What this task involves ▸
Output the data unchanged and complete, minus the images.

Input data ▸
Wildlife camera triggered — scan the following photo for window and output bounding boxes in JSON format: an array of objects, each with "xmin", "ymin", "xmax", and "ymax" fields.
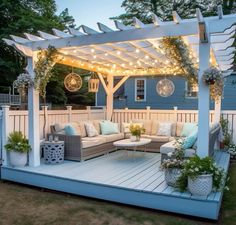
[
  {"xmin": 185, "ymin": 82, "xmax": 198, "ymax": 98},
  {"xmin": 135, "ymin": 78, "xmax": 146, "ymax": 101}
]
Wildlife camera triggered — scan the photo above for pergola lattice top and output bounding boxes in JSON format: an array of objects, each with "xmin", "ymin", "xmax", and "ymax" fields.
[{"xmin": 3, "ymin": 6, "xmax": 236, "ymax": 77}]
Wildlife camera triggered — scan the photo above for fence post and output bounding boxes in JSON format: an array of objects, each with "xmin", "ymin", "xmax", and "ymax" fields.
[
  {"xmin": 173, "ymin": 106, "xmax": 178, "ymax": 122},
  {"xmin": 66, "ymin": 106, "xmax": 72, "ymax": 123},
  {"xmin": 146, "ymin": 106, "xmax": 151, "ymax": 120},
  {"xmin": 86, "ymin": 106, "xmax": 91, "ymax": 120},
  {"xmin": 1, "ymin": 105, "xmax": 10, "ymax": 166}
]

Task solution ▸
Wildlife camera triggered — scan the following photo for window and output bounding boxes in JSON format: an array of objects, each with "xmin", "ymin", "xmax", and "ymax" fields.
[
  {"xmin": 185, "ymin": 82, "xmax": 198, "ymax": 98},
  {"xmin": 135, "ymin": 78, "xmax": 146, "ymax": 101}
]
Wildlife camera triggered — scan the photo above for pergola lattice top and output bounding boxes in JSON format: an array of objects, each with "xmin", "ymin", "xmax", and "ymax" fields.
[{"xmin": 3, "ymin": 6, "xmax": 236, "ymax": 77}]
Wildlife camera triggered — scan the photo above for fence post and output bounding boxes in JSON format: an array of objects, each with "xmin", "ymin", "xmax", and "ymax" fields.
[
  {"xmin": 173, "ymin": 106, "xmax": 178, "ymax": 122},
  {"xmin": 66, "ymin": 106, "xmax": 72, "ymax": 123},
  {"xmin": 146, "ymin": 106, "xmax": 151, "ymax": 120},
  {"xmin": 86, "ymin": 106, "xmax": 91, "ymax": 120},
  {"xmin": 1, "ymin": 105, "xmax": 10, "ymax": 166}
]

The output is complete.